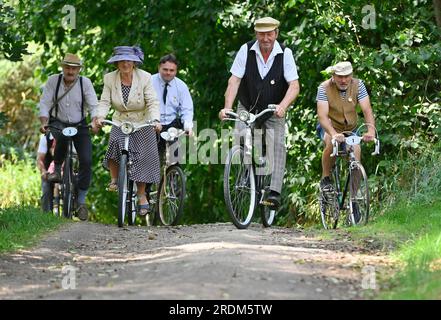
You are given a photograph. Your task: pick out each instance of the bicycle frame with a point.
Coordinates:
(69, 202)
(258, 187)
(351, 141)
(249, 120)
(127, 188)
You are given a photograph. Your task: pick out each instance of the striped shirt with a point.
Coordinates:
(362, 93)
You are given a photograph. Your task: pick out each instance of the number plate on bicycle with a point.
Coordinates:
(70, 131)
(353, 140)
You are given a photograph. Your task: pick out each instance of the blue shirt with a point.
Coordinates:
(178, 101)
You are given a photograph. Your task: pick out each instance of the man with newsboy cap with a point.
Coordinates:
(264, 72)
(66, 99)
(337, 99)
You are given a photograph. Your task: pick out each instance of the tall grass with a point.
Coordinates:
(411, 221)
(22, 226)
(19, 183)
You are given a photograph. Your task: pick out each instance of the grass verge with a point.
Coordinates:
(412, 234)
(21, 227)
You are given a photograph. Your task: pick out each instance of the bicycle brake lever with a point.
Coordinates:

^^^^^^^^

EXERCISE DESCRIPTION: Copy the entries above faithfully and omit every image.

EXERCISE ANSWER:
You are given a photograph. Your task: pick out each instance of the bicycle frame with a point.
Coordinates:
(69, 202)
(258, 187)
(351, 141)
(249, 120)
(127, 188)
You are given a photograph. Your task: pick out each instance of the striped shirt with a point.
Coordinates:
(362, 93)
You are given a photograph. Your task: pick out each instance of the number plate on bicycle with a point.
Coordinates:
(70, 131)
(353, 140)
You are given a photograph. Your task: pick out each instance of the blue shirt with a point.
Coordinates:
(178, 101)
You are given a photograph. Your task: pick out each instance of the man with newsboy cap with a point.
Coordinates:
(264, 72)
(66, 99)
(337, 99)
You are given a photograph. Your task: pick out each instance of the tall grass with a point.
Coordinates:
(411, 221)
(22, 226)
(19, 183)
You are given a photograph. Your task: pick out each instance of the grass verge with a point.
Coordinates:
(412, 234)
(21, 227)
You are given a photograph. Your task: pick out each instance of the bicycle brake lever with a point.
Coordinates:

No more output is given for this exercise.